◆ Exercise set:
1. Answer each question from the article on Russian consumer spending, one answer per line, marked (a), (b), (c) to match.
(a) What was Russia's unemployment rate in winter 2024?
(b) What starting bonus does Mari El offer new army recruits?
(c) To what level did Russia's central bank raise interest rates?
2. List every town, city, and region inside Russia that the article on Russian consumer spending names.
3. Carry on the article on Russian consumer spending, starting after its final sentence.

Supermarket Pyaterochka, fast-food chain Rostic’s and electronics retailer M.Video-Eldorado are among Russian businesses recruiting new employees.
M.Video-Eldorado last year opened 100 shops entering 25 new locations such as Kachkanar, Solikamsk, Volzhsk — all towns with less than 100,000 inhabitants in the central Russian industrial heartland.
Russia’s unemployment rate fell to 2.4 per cent in winter 2024, from 4.3 per cent in the same period of 2021, as the state poured money into new vacancies in the country’s booming defence sector as well as auxiliary industrial sites making clothing, food and fuel for the army.

Salaries have also gone up in unrelated industries, as the already tight labour market came under strain from workers being recruited to the army or fleeing abroad to avoid conscription — though those wage increases are being undermined by high inflation.
The central Russian republic of Mari El offers Rbs3mn ($35,600) as starting bonus for new army recruits, which is more than three times the annual salary in the region. Nominal incomes in the traditionally disadvantaged republic have grown by almost 80 per cent from December 2021 to 2024, compared to a roughly 60 per cent increase in Moscow, according to Rosstat, the Russian state statistics agency.
“The [army] payouts are gigantic, so those who wouldn’t even think to buy a high-end smartphone before can do it easily now,” said Sergei Polovnikov, the head of Russia’s Content Review, a market analysis group.

One local person of the central Russian city of Cheboksary, who asked not to be named, told the FT he saw a marked difference in the number of people getting takeaway coffee in his town.
“These days, you can spend half an hour in a queue at a fast-food chain,” he said. “In some nicer restaurants you need to book a table a week in advance, which was definitely not the case here before.”
He noted the rise in disposable income was compounded by the fact that loans for big ticket purchases still felt out of reach for many Russians, at a time when the country’s central bank increased interest rates to 21 per cent in efforts to bring down stubborn inflation. Russian consumer prices rose 9.5 per cent last year, up from 7.4 per cent in 2023, official statistical data shows.
“I have a good income, but I can’t buy an apartment or a car, so I spend on maybe getting a slightly better quality of groceries, and eat out a bit more often,” he added.

◆ Excerpted data:
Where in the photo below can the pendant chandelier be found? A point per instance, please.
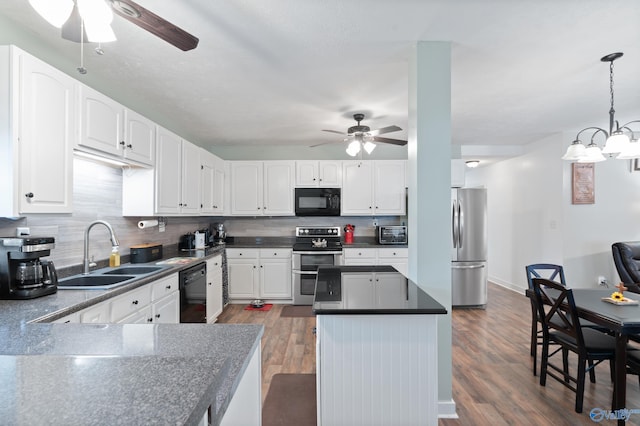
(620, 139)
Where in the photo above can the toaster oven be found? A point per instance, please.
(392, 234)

--

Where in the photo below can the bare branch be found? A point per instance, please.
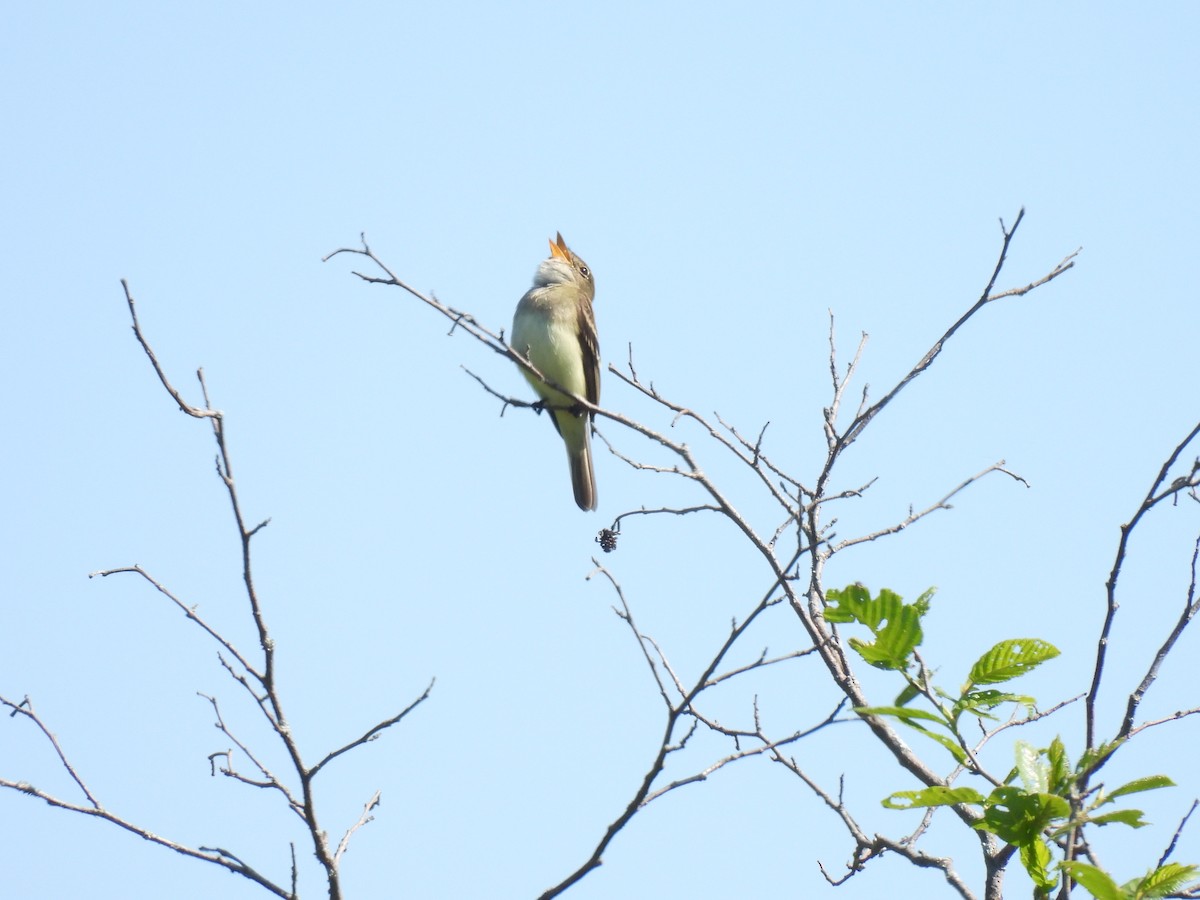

◆ Answers per task:
1.
(a) 2.4 per cent
(b) Rbs3mn ($35,600)
(c) 21 per cent

2. Kachkanar, Solikamsk, Volzhsk, Mari El, Moscow, Cheboksary

3.
One woman from the neighbouring town of Shumerlya, which has a population of less than 30,000 people, noticed more beauty salons opening in her neighbourhood: “Almost all women get manicures now [ . . .] There are more nail specialists around, and places that offer hardware cosmetology or even some basic injections.”
“We even got a private dog grooming service in our town, now that’s a real indicator,” she said.
Larger regional cities have begun to attract businesses that were previously confined to the remits of Moscow. Spirit Fitness, a gym chain where a monthly membership costs up to $70, last year opened a branch in the Ural city of Chelyabinsk.
“People now have money to spend on themselves,” said Mikhail Rychagov, spokesperson for Russia’s Shopping Centres Association. “They can pay more for maintaining their health, and growth of the fitness industry confirms that.”
Payouts for fallen soldiers were another factor driving up household incomes. One widow shared on Instagram that she bought property in Vladivostok with the money she received for the death of her husband. “How much does a life cost? . . . 12 million roubles,” she wrote — or little more than $140,000.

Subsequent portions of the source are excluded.